→ Text shown:
——————————
The diabolic genius of Tony Blair and New Labour was that Blair restored the notion within the party that it was necessary to build a coalition to win the election; because New Labour was predicated upon winning elections he was able to win over much of the “old Labour” machine to back him, and the left fell for the trap of defending polices that were electorally unpopular, without offering any alternative strategy for winning the election.
Where Blairism was tragically flawed however, was its own ideological capitulation to Thatcherism; which meant that the coalition they offered was to take the working class vote for granted while they triangulated around swing voters in marginal seats by pretending to be more Tory than the Tories. In politics as in much of life, whatever you pretend to be, you become. Blair promised good governance and the end to ideology; the criticism of Thatcherism was not that it was fundamentally wrong, but that it was too ideological, and the Tories were too inefficient.
——————————
→ Given information:
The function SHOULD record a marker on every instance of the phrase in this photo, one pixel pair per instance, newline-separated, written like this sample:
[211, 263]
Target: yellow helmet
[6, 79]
——————————
→ Aim: Can you carry on the passage about Tony Blair and New Labour, picking up right after its last sentence?

→ Exercise output:
So Blair’s victory in 1997 was a triumphant electoral rejection of Thatcherism, by a party who believed that Thatcherism had to continue. We should also be clear that the utter failure of the left in Britain to take the opportunities offered by the victory of New Labour doesn’t mean that the opportunities didn’t exist. The conservative, fractious and incompetent nature of the left meant that we were unable to gain critical mass for a credible left alternative to Labour, even in fairly promising circumstances.
Obama is not Blair, and the Democrat victory is not a repeat of New Labour. For sure, Obama distanced himself from Revd Jeremiah Wright during the election; for sure, Obama soft pedalled on his opposition to the death penalty, and on his support for affirmative action as the election went on. Electoral politics is about winning, and to a certain degree compromise.
But what Obama did not do is campaign like Blair did in 1997. The Democrats did not triangulate around Republican voters, minimising the differences between Obama and McCain. The groundswell included inspiring expectations and turning out the vote, and extending the Democrat vote among blacks, Hispanics, the working poor and unemployed; and the same time as convincing the establishment and the better off that Obama was a safer pair of hands for defending the American economy. It is going to be hard to put that back in the bottle.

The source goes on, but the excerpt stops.